本文:
--------

エンジンの故障をはじめ数多くのトラブルに見舞われながら、困難を乗り越えて地球に帰還した小惑星探査機「はやぶさ」。宇宙航空研究開発機構(JAXA)でプロジェクトマネージャを務めた、元シニアフェローの川口淳一郎氏は、小惑星からサンプルを持ち帰る世界初の試みを成功に導いた。川口氏の「仕事人秘録」の第20回では、カプセル回収当時を振り返ります。

◇  ◇  ◇

小惑星「イトカワ」のサンプルを納めたカプセルの回収は順調に進んだ。

探査機の「はやぶさ」は役目を果たして燃え尽きましたが、われわれの仕事は終わったわけではありません。はやぶさが持ちかえったカプセルを回収して、サンプルを確認しなければなりません。

--------

課題一覧:
1 - 本文で「エンジンの故障をはじめ」から始まる段落を、主な事実を残して箇条書きに短く書き直せ。
2 - 本文のうち「エンジンの故障をはじめ数多く」から「セル回収当時を振り返ります。」までの部分を、一字も変えずにそのまま返せ。
3 - 「はやぶさ」のカプセル回収を語る文章の続きを書け。

元データ:
--------

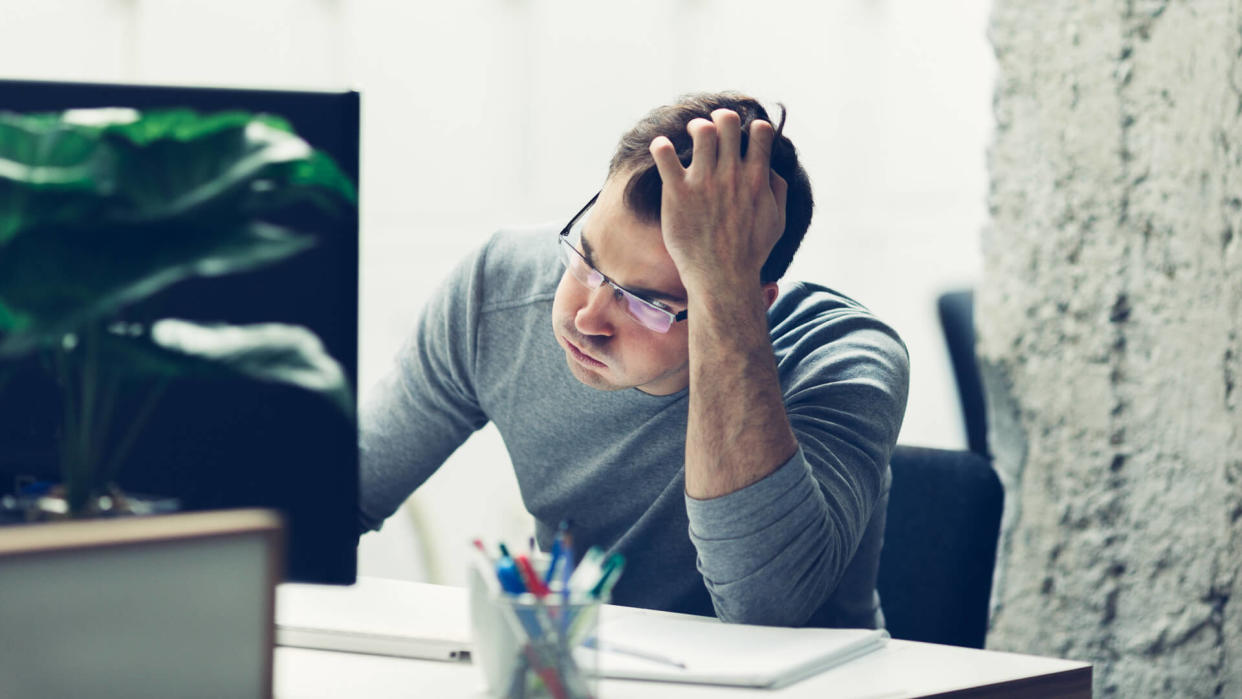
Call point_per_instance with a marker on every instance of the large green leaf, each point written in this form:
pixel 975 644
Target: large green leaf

--------

各課題の解答:
1 -
- 小惑星探査機「はやぶさ」は、エンジンの故障など数多くのトラブルを乗り越えて地球に帰還した。
- JAXAでプロジェクトマネージャを務めた元シニアフェローの川口淳一郎氏が、小惑星からサンプルを持ち帰る世界初の試みを成功に導いた。
- 「仕事人秘録」第20回では、川口氏がカプセル回収当時を振り返る。

2 -
エンジンの故障をはじめ数多くのトラブルに見舞われながら、困難を乗り越えて地球に帰還した小惑星探査機「はやぶさ」。宇宙航空研究開発機構(JAXA)でプロジェクトマネージャを務めた、元シニアフェローの川口淳一郎氏は、小惑星からサンプルを持ち帰る世界初の試みを成功に導いた。川口氏の「仕事人秘録」の第20回では、カプセル回収当時を振り返ります。

3 -
予定通りにパラシュートを開いて位置を知らせる信号を発信するのが理想ですが、そう簡単にいくとは思えません。信号が出ないことを想定して、スタッフが10メートル間隔に並んでオーストラリア南部のウーメラ砂漠を歩いて人海戦術で探す用意をしていました。

しかし再突入した6月15日の午後11時ごろにカプセルが着陸すると、位置を知らせる信号が予定通りに発信され、降下した位置はほぼ正確にわかりました。発見まで数日はかかると覚悟していたのですが、その日のうちに捜索のヘリコプターからカプセルを確認できました。ただ現地でも深夜になり、実際にカプセルを回収したのは翌16日になってからでした。

回収されたカプセルは小型チャーター機で運ばれ、17日夜に羽田空港に到着。相模原市のJAXA宇宙科学研究所に着いたのは深夜0時を過ぎていましたが、多くの職員や報道陣が祝福してくれました。打ち上げから7年たったカプセルが新品同様にきれいだったのには驚きました。